■ The problem ■
The answer should reproduce every entry exactly and contain no images.

Input material: Begin

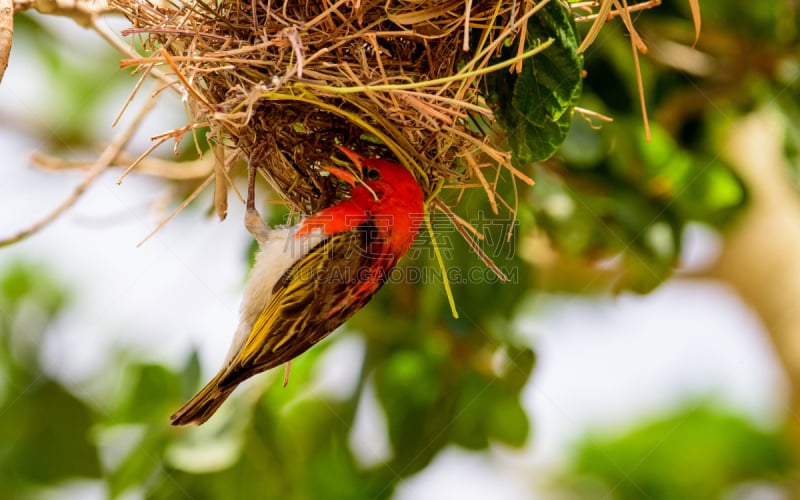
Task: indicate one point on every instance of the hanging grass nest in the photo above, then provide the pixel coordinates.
(281, 82)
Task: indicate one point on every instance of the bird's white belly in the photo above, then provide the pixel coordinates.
(278, 253)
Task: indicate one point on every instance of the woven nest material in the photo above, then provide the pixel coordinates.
(281, 82)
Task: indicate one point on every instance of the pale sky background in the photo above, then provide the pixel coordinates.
(603, 364)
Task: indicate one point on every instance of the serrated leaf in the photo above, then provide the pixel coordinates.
(535, 106)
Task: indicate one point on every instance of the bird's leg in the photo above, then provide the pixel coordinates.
(252, 219)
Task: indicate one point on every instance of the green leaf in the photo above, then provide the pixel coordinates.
(535, 106)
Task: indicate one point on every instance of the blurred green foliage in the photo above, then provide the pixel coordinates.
(695, 454)
(611, 205)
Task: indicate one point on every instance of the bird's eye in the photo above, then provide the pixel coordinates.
(371, 174)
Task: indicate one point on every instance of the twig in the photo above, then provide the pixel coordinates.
(459, 225)
(6, 30)
(102, 162)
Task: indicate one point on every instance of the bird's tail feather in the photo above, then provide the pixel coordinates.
(204, 404)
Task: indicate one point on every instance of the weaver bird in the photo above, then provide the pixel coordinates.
(310, 278)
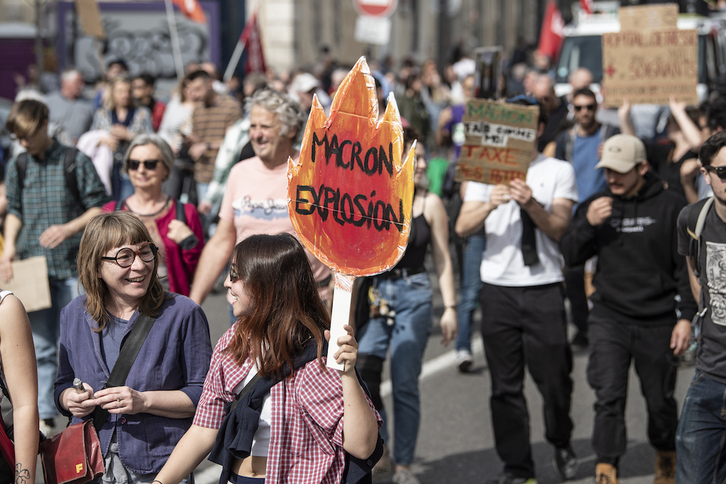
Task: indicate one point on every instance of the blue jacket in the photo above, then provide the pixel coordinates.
(174, 356)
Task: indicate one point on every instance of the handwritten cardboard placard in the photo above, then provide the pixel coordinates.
(648, 17)
(650, 65)
(30, 283)
(350, 194)
(500, 141)
(90, 17)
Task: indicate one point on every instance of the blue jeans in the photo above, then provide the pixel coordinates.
(702, 433)
(470, 287)
(45, 325)
(410, 298)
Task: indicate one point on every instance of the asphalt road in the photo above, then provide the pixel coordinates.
(456, 443)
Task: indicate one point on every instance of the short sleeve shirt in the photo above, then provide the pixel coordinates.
(711, 358)
(255, 200)
(502, 261)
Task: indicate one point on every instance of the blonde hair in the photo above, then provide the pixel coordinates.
(103, 233)
(110, 102)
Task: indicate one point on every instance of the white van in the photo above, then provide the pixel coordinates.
(582, 47)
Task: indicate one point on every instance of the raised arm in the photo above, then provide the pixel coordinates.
(18, 361)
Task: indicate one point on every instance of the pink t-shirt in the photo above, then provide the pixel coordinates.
(255, 200)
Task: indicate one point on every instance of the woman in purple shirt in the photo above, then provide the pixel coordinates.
(117, 266)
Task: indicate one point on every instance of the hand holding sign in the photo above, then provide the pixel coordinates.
(350, 194)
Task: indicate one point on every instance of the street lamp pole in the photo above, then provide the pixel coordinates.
(38, 38)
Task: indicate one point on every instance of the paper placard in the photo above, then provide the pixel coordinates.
(90, 18)
(30, 283)
(649, 17)
(500, 141)
(650, 59)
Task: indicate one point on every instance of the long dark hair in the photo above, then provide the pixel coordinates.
(287, 312)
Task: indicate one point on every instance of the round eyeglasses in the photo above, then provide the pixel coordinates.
(126, 255)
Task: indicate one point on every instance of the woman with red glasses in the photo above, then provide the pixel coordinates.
(140, 417)
(174, 227)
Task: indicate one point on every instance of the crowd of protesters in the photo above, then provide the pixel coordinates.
(148, 204)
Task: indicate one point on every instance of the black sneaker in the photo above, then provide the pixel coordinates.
(566, 463)
(507, 478)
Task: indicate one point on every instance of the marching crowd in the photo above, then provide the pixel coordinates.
(141, 207)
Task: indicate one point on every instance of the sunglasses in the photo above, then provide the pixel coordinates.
(150, 165)
(719, 170)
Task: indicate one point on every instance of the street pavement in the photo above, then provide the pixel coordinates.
(456, 442)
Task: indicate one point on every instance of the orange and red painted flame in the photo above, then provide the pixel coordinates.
(350, 194)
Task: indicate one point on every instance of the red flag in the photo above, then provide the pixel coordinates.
(252, 41)
(552, 33)
(192, 10)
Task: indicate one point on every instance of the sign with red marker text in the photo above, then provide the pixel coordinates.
(500, 141)
(350, 194)
(648, 61)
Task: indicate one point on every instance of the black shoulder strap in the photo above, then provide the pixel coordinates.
(69, 169)
(129, 350)
(694, 227)
(180, 215)
(21, 163)
(244, 392)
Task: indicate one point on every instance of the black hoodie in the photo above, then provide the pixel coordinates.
(639, 271)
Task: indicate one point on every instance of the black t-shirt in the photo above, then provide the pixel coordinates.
(660, 157)
(711, 358)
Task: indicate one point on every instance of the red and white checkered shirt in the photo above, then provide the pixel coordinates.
(306, 433)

Input material: End

■ Solved problem ■
Task: indicate one point on every instance of the hanging grass nest in the photo above, then provide the pixel coordinates.
(281, 82)
Task: indicate one point on every instance of the bird's white belly in the photo above, then provide the pixel coordinates.
(278, 253)
Task: indicate one point on every instance of the woven nest material in the photo above, then provide the pixel coordinates.
(281, 82)
Task: indicate one point on every instance of the pale sky background in the photo above, then provide the pixel coordinates.
(603, 364)
Task: indicate one point on every instance of the serrated leaf in the photo above, then provide the pixel coordinates.
(535, 106)
Task: indicate one point on every instance of the bird's leg in the photo above, then provide the pixel coordinates.
(252, 219)
Task: indicate one point on every instance of the green leaf in the photo above, then provide the pixel coordinates.
(535, 106)
Task: indicate one point on every instance of the blurred green foliage in the photo above, then provide the pixel coordinates.
(695, 454)
(611, 205)
Task: indicate one point on every instance of the bird's eye in the photo above, then provide the pixel coordinates.
(371, 174)
Task: indicate one point on every instance of the twig in the photo above, then provide the pixel coordinates.
(459, 225)
(6, 30)
(102, 162)
Task: indicate one point on every instance of the bird's tail feather in the photo above, then provide the pixel coordinates.
(204, 404)
Task: indicate one point on every instance of the weaver bird in the photo above, then provide the pixel coordinates.
(310, 278)
Task: indicate one point on every instance of the blue jacket in the photo above, then provide the pixel coordinates.
(174, 356)
Task: indicate one point on every instance of the handwritten cardboard placard in the photo above, then provide the pixel coordinates.
(648, 17)
(650, 65)
(30, 283)
(350, 194)
(500, 141)
(90, 17)
Task: indicate one point on every instance of the blue jeans in the photo above, then provide the pixel coordinates.
(702, 433)
(470, 287)
(45, 325)
(410, 298)
Task: indicate one point on every instance of the asphalt road in the photo above, then provide the pixel coordinates.
(456, 443)
Task: indicate one point on every instance of the short sleeve shirt in the photo above, then provide the pixel coordinates.
(711, 358)
(255, 200)
(502, 261)
Task: indicate one point on every instance of the blonde hair in the photo above, then provide the pixel coordinates.
(103, 233)
(110, 102)
Task: indicate one point on every instance of the white van in the photo above, then provide the pixel coordinates.
(582, 47)
Task: indicate one point on every instance of the raised arm in the photo above, then provide the pixel coordinates.
(18, 361)
Task: indicate one point on every instance of the pink t-shirt in the photo above, then provide the pixel coordinates.
(255, 200)
Task: indicate one point on every instance of the woman in purple shirt in the photo above, then provide the pixel coordinates.
(117, 266)
Task: indicate one point on every instance of the hand holding sign in the photo above, then provide the pixel coordinates.
(350, 194)
Task: indicate one point on every instance of the street lamp pole in the photo above, then provide the pixel coordinates.
(38, 38)
Task: indicate one point on every instance of the paper placard in the photo above, then provide the pixel coordinates.
(90, 18)
(30, 283)
(649, 17)
(500, 141)
(650, 59)
Task: indicate one point on every instance of the long dark hair in the photo above, then provide the pixel coordinates.
(287, 312)
Task: indicate one point on every instance of the round eyeglasses in the photo above, then provide the pixel coordinates.
(126, 255)
Task: indicate one point on every instance of the woman with red glasses in the photo above, then provide the pixel coordinates.
(140, 417)
(174, 227)
Task: indicate one point on every instance of the crowd of protesters in the photo above, then provide the pixel coordinates.
(148, 204)
Task: indicate one point on every instance of the black sneaker in the photo above, then provide the pixel coordinates.
(566, 463)
(507, 478)
Task: indicate one point on every instance of the marching crowd in the photo above, then provide the pixel coordinates.
(141, 207)
Task: indicate one point on every instance of the sunglasses in the photo above, then provide the pixel coordinates.
(150, 165)
(719, 170)
Task: indicate one point on every instance of the street pavement in the photo above, then provide the pixel coordinates.
(456, 442)
Task: indicate one point on every instance of the orange and red painted flame in the photo above, then provide the pixel coordinates.
(350, 194)
Task: indicate one point on every instance of the red flag in the photo above, then provide the pixel coordinates.
(252, 41)
(552, 33)
(192, 10)
Task: indicate one point on every instance of the sign with red marker text in the photo above, then provide the pixel coordinates.
(500, 141)
(350, 194)
(648, 61)
Task: indicate one point on every instance of the black shoulder strap in the photo above, then provide the pixel coordinates.
(69, 169)
(129, 350)
(694, 227)
(180, 215)
(21, 163)
(244, 392)
Task: indicate one point on every instance of the black hoodie in the photo above, then provide the pixel coordinates.
(639, 271)
Task: indicate one point on every instance of the black t-shirt in the photo above, then provide the pixel coordinates.
(660, 157)
(711, 358)
Task: indicate one point on every instance of the red and white checkered shirt in the photo above, then provide the pixel coordinates.
(306, 433)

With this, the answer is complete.